Brief:
Please copy all of the data that follows exactly, leaving any pictures out.

━━━━━━

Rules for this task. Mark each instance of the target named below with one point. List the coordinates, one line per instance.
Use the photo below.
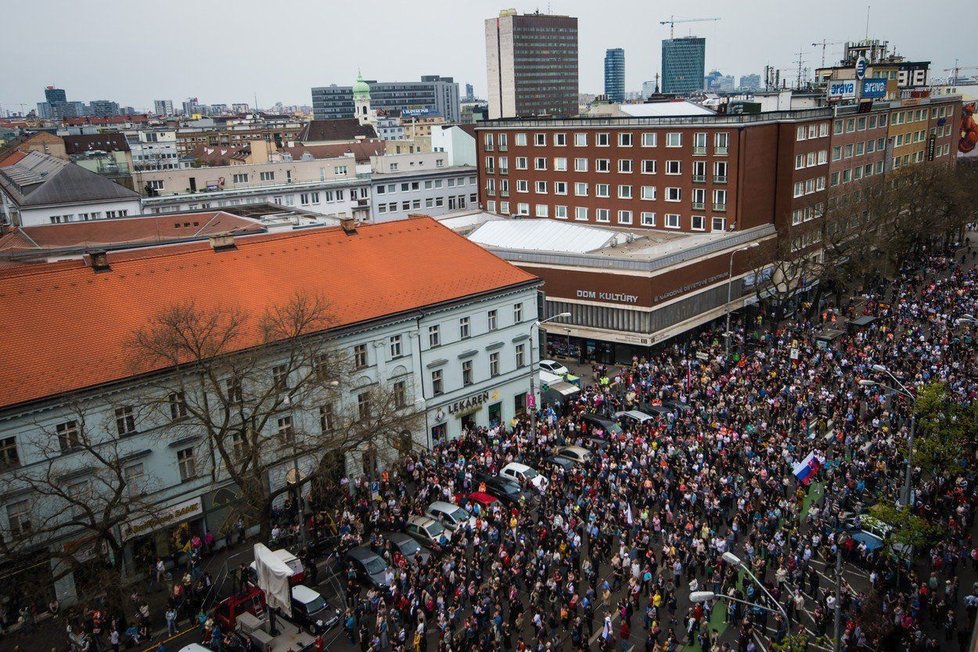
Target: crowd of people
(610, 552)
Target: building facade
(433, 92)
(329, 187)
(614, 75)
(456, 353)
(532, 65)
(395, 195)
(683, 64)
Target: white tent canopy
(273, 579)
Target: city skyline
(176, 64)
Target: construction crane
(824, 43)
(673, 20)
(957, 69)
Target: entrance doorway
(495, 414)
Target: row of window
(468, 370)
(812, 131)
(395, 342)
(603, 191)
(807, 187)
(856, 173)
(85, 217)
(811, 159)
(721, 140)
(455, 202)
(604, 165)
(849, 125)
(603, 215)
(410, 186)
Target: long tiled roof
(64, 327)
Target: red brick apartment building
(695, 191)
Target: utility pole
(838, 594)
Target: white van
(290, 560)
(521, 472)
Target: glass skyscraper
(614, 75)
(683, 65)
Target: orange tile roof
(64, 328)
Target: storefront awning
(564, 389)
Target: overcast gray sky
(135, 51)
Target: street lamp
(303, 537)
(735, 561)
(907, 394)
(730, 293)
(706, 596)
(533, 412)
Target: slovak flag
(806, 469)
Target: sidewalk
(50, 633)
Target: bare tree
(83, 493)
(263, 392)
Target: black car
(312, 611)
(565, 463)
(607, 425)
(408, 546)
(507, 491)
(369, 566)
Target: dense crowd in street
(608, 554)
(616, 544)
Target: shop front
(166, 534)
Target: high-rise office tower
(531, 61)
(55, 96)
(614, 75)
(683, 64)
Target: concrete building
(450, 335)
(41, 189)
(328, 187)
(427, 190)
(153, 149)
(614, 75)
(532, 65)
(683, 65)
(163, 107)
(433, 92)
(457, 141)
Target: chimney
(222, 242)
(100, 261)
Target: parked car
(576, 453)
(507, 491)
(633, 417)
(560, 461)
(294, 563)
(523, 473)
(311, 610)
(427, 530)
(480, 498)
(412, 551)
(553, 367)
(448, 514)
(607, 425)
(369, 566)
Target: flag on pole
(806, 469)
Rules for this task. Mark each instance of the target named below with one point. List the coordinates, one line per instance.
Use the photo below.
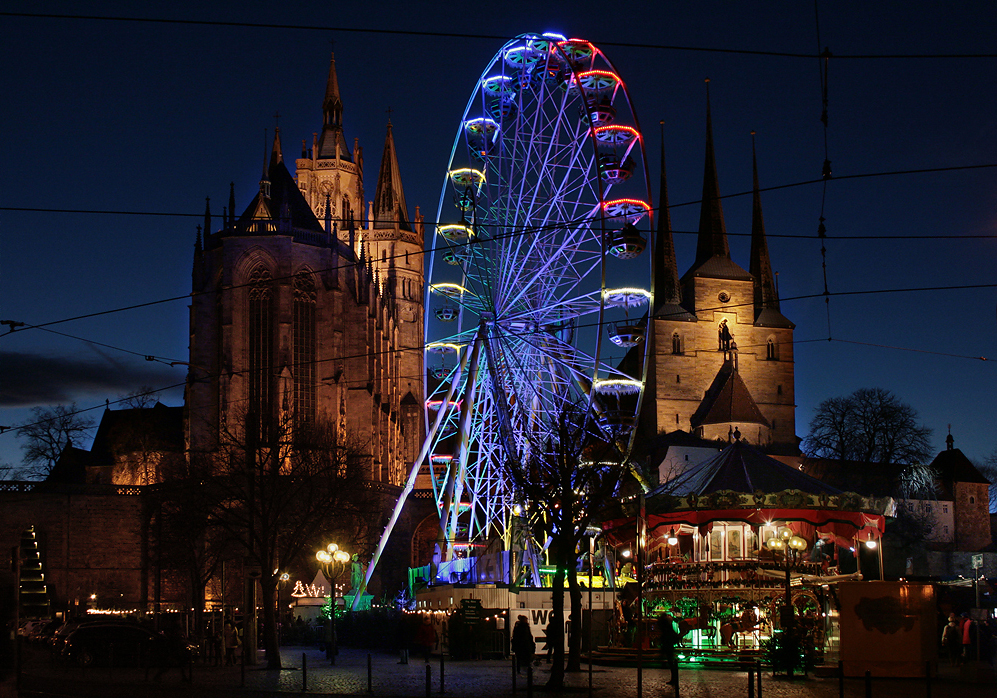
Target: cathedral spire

━━━━━━

Response area:
Rules for this task. Mark each instance of the target named below with one point. List the coordinates, one line per instance.
Use the photo below.
Target: crowd of people
(610, 552)
Target: building facade
(433, 92)
(329, 187)
(614, 75)
(456, 353)
(532, 65)
(395, 195)
(683, 64)
Target: white tent canopy
(273, 579)
Target: city skyline
(176, 64)
Target: construction crane
(824, 43)
(673, 20)
(957, 69)
Target: entrance doorway
(495, 414)
Target: row of window
(468, 370)
(812, 131)
(395, 342)
(603, 191)
(807, 187)
(856, 173)
(85, 217)
(811, 159)
(721, 140)
(455, 202)
(604, 165)
(849, 125)
(603, 215)
(410, 186)
Target: long tiled roof
(64, 327)
Target: red brick apartment building
(695, 191)
Target: utility pole
(838, 594)
Target: white van
(290, 560)
(521, 472)
Target: glass skyscraper
(614, 75)
(683, 65)
Target: orange tile roof
(64, 328)
Target: storefront awning
(564, 389)
Target: overcast gray sky
(135, 51)
Target: street lamp
(303, 537)
(735, 561)
(907, 394)
(730, 293)
(706, 596)
(533, 412)
Target: slovak flag
(806, 469)
Target: sidewalk
(50, 633)
Target: bare tree
(83, 493)
(263, 392)
Target: black car
(312, 611)
(565, 463)
(607, 425)
(408, 546)
(507, 491)
(369, 566)
Target: dense crowd in street
(608, 554)
(616, 544)
Target: shop front
(166, 534)
Target: high-rise office tower
(531, 61)
(55, 96)
(614, 75)
(683, 64)
Target: concrete building
(450, 335)
(41, 189)
(328, 187)
(427, 190)
(153, 149)
(614, 75)
(532, 65)
(683, 65)
(163, 107)
(433, 92)
(457, 141)
Target: chimney
(222, 242)
(100, 261)
Target: parked car
(576, 453)
(507, 491)
(633, 417)
(560, 461)
(294, 563)
(523, 473)
(311, 610)
(427, 530)
(480, 498)
(412, 551)
(553, 367)
(448, 514)
(607, 425)
(369, 566)
Target: flag on pole
(806, 469)
Rules for this task. Mark each instance of the target named below with one point. List the coordinates, one line per instance.
Use the photo below.
Target: cathedral spire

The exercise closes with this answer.